## Set task 1:
Can you recast the rows, from the line with "of the attic" up to and including the line with "<point>265,363</point>", as a Markdown table with the columns "No." and "Line", leaving out blank lines?

## Text shown:
**********

11 Nov “Vulnerability” as the key concept of a communicative ethics for the 21st century
At a recent IAMCR Conference (Eugene, Oregon),1 the authors presented a paper proposing that vulnerability could – or should – be the key concept of what they call the second generation of media or communicative ethics. This second generation began to appear during the last decade of the past century, but they propose that its development and dissemination are just now one of the most crucial tasks for the ethics of communication.
Before presenting this new generation, we will go briefly over the past generation. This can help us to understand better the task that we now have to confront. Setting precedents aside, this first generation was born during the beginning of the 20th century as a consequence of a series of events which occurred during its three first decades. These events are well known and we can look back on them in a schematic way.
The first was political democratization: a process which took place during the 19th century, and was completed in the first decades of the new century with universal suffrage, including the vote for women. This gave unprecedented relevance to electoral processes, and to mass parties and their leaders, competing for people’s votes. Because of all this, public opinion, and political communication and advertising became a matter of huge interest.
The second was the First World War and, closely related, the Soviet Revolution. Both placed at the top of the public agenda worries the questions of the impact of propaganda and misinformation, and their influence for conducting democratic societies in a globalized world.
The third was the appearance or, better still, the awareness of the appearance – because this event was also taking place from the middle of the 19th century as a consequence of the Industrial Revolution of what Graham Wallas and Walter Lippmann after him called the “Great Society”. The Great Society was characterized by the power of the big corporations, the influence of remote and very complex effects, and what we now call globalization. A world in which people’s lives were affected by remote facts, quite beyond the local proximity that had dominated people’s experience until then. This made the information carried by the media crucial for understanding and managing this new, distant and complex world. The last event was the consolidation of the industrial press, which sold millions of copies, earned huge quantities of money, and became extremely powerful. This was the first straight evidence of the nascent century of mass media, with illustrated magazines, cinema, radio and TV following the press. All this also placed the question of the power and behaviour of mass media at the very centre of the concerns of the new century.
Walter Lippmann can be considered the most representative author of this crucial moment because in his works of the 1920s he grasped with great sagacity the problems related to these changes and the giant challenges they posed to the naïve conceptions of democracy, public opinion and information of the two previous centuries (Lippmann and Merz, 1920; Lippmann, 1920, 1922, 1927). For the first time, he sited journalism and public opinion, and their relationship with contemporary democracy, at the centre of public preoccupation and at the very heart of two nascent disciplines: political sciences and journalism studies.

**********

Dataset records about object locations
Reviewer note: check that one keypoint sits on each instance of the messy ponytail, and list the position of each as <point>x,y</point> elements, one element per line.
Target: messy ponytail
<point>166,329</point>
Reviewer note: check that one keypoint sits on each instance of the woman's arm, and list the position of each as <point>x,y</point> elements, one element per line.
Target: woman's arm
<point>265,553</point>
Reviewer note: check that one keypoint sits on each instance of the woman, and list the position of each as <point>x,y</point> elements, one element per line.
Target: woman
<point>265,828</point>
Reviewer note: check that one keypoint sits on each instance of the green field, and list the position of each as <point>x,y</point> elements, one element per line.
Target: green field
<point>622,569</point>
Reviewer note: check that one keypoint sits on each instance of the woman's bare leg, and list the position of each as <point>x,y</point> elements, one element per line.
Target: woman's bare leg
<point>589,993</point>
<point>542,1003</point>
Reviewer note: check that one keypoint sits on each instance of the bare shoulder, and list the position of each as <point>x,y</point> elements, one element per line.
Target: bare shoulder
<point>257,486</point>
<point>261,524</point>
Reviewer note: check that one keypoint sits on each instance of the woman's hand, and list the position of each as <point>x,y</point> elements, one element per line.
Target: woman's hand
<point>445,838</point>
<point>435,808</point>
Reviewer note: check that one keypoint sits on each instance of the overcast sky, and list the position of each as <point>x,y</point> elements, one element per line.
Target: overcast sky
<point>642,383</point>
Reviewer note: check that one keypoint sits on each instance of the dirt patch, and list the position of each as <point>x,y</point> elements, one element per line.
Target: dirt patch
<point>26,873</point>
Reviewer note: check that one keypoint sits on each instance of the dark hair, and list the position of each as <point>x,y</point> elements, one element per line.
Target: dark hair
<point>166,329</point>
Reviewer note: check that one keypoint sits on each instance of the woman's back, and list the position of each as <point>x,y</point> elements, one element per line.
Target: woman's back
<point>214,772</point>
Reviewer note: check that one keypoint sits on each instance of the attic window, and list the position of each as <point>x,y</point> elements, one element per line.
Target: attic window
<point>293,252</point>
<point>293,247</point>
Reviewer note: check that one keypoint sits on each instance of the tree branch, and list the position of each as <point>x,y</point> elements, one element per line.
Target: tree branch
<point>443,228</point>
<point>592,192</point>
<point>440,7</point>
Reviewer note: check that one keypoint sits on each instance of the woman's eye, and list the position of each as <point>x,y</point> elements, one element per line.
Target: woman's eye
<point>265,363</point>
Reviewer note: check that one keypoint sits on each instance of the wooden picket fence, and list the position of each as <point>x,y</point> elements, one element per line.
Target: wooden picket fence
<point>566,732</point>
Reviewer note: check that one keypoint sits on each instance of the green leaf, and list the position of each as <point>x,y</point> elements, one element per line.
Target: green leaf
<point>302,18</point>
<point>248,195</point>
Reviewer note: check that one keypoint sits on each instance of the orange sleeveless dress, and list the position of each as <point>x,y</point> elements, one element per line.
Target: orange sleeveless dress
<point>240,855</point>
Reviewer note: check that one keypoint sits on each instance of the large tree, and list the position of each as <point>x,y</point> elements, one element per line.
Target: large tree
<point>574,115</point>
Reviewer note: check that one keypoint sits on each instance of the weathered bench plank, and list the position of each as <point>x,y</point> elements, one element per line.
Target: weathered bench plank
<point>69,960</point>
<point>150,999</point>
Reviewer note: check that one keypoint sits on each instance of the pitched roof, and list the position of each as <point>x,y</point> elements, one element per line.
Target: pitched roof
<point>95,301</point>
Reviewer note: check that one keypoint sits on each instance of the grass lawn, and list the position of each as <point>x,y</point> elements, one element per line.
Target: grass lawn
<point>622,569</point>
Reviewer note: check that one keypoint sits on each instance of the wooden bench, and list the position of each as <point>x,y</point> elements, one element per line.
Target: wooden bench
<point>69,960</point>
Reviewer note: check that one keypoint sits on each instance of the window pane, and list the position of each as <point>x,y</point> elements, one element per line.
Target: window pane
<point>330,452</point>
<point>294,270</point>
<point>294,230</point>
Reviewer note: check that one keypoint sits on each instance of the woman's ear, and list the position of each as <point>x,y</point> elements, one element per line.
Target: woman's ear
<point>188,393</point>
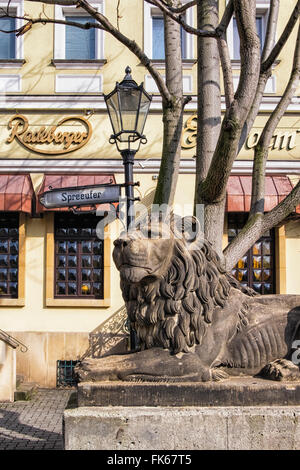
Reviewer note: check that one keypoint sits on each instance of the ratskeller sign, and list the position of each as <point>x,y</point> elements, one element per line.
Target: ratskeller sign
<point>81,196</point>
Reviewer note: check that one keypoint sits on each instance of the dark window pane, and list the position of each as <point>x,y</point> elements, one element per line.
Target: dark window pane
<point>61,275</point>
<point>3,274</point>
<point>72,288</point>
<point>72,275</point>
<point>97,262</point>
<point>3,246</point>
<point>62,247</point>
<point>13,275</point>
<point>82,253</point>
<point>86,288</point>
<point>72,247</point>
<point>86,247</point>
<point>14,247</point>
<point>3,260</point>
<point>86,274</point>
<point>14,289</point>
<point>3,288</point>
<point>61,288</point>
<point>257,287</point>
<point>97,248</point>
<point>62,261</point>
<point>13,261</point>
<point>86,261</point>
<point>97,275</point>
<point>72,261</point>
<point>4,231</point>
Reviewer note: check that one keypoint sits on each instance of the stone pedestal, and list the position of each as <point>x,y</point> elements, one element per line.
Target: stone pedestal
<point>237,414</point>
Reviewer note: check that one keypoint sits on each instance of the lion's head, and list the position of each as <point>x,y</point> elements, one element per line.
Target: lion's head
<point>172,281</point>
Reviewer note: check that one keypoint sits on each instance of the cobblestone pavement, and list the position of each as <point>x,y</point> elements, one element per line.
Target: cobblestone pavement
<point>35,424</point>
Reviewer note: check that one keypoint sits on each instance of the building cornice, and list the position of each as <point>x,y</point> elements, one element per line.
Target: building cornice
<point>66,102</point>
<point>187,166</point>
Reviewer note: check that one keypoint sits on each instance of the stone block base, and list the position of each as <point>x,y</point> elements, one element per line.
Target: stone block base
<point>182,428</point>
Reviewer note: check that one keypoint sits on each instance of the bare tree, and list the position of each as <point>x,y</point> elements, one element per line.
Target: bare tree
<point>218,141</point>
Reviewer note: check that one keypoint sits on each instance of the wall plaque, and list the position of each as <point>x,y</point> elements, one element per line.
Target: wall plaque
<point>52,139</point>
<point>81,196</point>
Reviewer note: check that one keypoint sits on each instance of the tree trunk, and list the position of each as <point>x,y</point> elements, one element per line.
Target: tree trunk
<point>209,118</point>
<point>172,115</point>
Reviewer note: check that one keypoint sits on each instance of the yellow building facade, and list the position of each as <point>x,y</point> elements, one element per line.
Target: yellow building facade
<point>54,131</point>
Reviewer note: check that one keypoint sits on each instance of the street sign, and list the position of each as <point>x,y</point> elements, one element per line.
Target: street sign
<point>81,196</point>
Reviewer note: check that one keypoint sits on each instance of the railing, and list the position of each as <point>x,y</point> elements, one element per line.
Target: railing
<point>13,342</point>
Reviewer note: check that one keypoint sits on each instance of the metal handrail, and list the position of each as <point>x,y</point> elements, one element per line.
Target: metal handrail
<point>13,342</point>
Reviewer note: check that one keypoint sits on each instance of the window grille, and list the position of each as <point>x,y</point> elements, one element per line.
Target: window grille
<point>79,263</point>
<point>65,374</point>
<point>9,254</point>
<point>256,268</point>
<point>7,41</point>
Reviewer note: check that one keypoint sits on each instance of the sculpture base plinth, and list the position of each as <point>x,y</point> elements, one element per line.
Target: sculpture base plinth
<point>236,414</point>
<point>236,391</point>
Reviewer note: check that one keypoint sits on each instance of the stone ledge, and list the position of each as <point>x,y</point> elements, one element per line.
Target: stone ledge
<point>237,391</point>
<point>182,428</point>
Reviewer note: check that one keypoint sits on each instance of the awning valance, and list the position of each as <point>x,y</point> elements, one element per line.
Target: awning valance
<point>16,192</point>
<point>239,192</point>
<point>57,181</point>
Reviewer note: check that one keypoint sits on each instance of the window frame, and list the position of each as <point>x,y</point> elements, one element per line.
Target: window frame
<point>20,300</point>
<point>16,8</point>
<point>151,12</point>
<point>51,299</point>
<point>59,59</point>
<point>250,255</point>
<point>262,10</point>
<point>79,240</point>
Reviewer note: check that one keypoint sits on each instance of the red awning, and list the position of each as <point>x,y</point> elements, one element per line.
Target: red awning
<point>239,192</point>
<point>16,193</point>
<point>65,181</point>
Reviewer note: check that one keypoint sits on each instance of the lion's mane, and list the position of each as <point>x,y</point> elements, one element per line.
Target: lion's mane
<point>175,310</point>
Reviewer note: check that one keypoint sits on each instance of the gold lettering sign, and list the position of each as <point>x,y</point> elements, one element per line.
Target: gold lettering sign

**********

## Set task 2:
Could you rewrite the communicative ethics essay from "The second was" up to and including "a globalized world.", with "persuasion" in place of "propaganda"?

## Exercise output 1:
| No. | Line |
|---|---|
| 1 | Reviewer note: check that one keypoint sits on each instance of the attic window, and list the position of each as <point>x,y</point> elements, one element per line. |
| 2 | Target: attic window |
| 3 | <point>293,252</point> |
| 4 | <point>293,247</point> |
| 5 | Reviewer note: check that one keypoint sits on each instance of the tree branch, and list the position of each as <point>x,y</point> elements, one element per line. |
| 6 | Target: tree branch |
| 7 | <point>443,228</point> |
| 8 | <point>592,192</point> |
| 9 | <point>440,7</point> |
| 10 | Reviewer note: check that one keypoint sits on each instance of the woman's eye, and list the position of each as <point>x,y</point> elements, one element per line. |
| 11 | Target: woman's eye |
| 12 | <point>265,363</point> |

## Exercise output 2:
The second was the First World War and, closely related, the Soviet Revolution. Both placed at the top of the public agenda worries the questions of the impact of persuasion and misinformation, and their influence for conducting democratic societies in a globalized world.